*YOUR ASSIGNMENT*. Below are the records; give again exactly the line with "Look at the photo above. For each instance of the paved", the line with "Look at the photo above. For each instance of the round", and each line that lies between them, and nothing besides.

BEGIN EXERCISE DATA

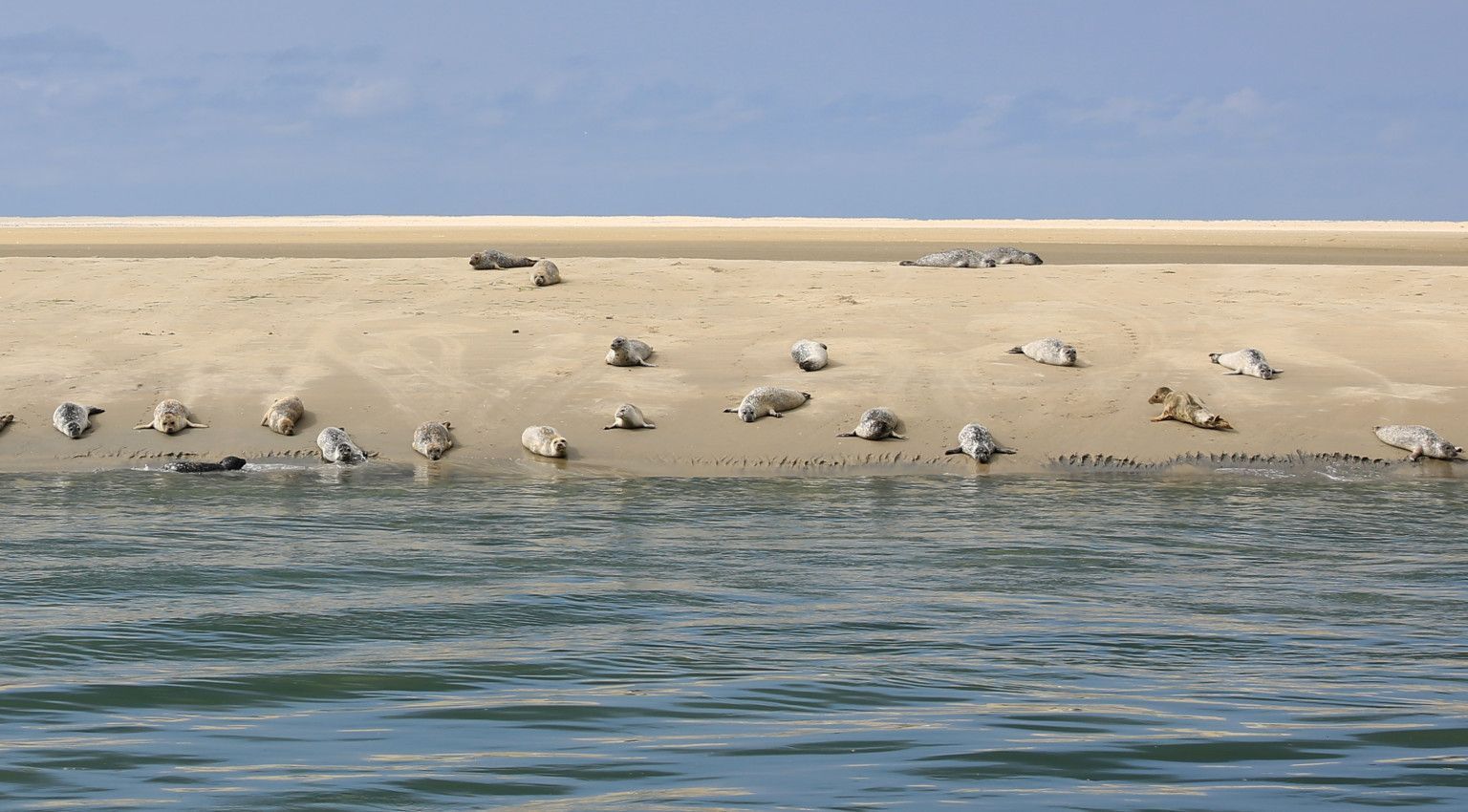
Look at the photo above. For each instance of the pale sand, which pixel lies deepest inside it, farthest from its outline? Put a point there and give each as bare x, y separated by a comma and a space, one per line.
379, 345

END EXERCISE DATA
BEGIN EXERCISE DATA

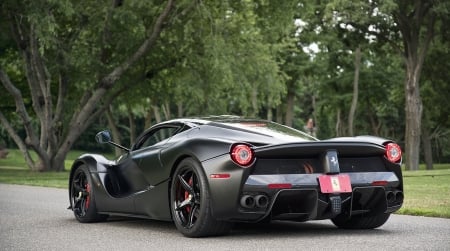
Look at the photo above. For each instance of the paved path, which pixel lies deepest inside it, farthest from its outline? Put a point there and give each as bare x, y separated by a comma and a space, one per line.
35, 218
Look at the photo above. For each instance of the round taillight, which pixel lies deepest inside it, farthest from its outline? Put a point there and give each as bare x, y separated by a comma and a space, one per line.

END EXERCISE DATA

*RESPONSE*.
Look at the photo above. For each instance of the paved path, which pixel lies deepest inside it, farthest from its outline? Put a point there and give each as bare x, y separated by a comma and a space, one per line.
35, 218
Look at the photo above. For each instance of the round taillight, which pixel lies deepest inside it, farthest from its outline? Put a point there and give each as bare x, y separated by a comma and a space, one per line.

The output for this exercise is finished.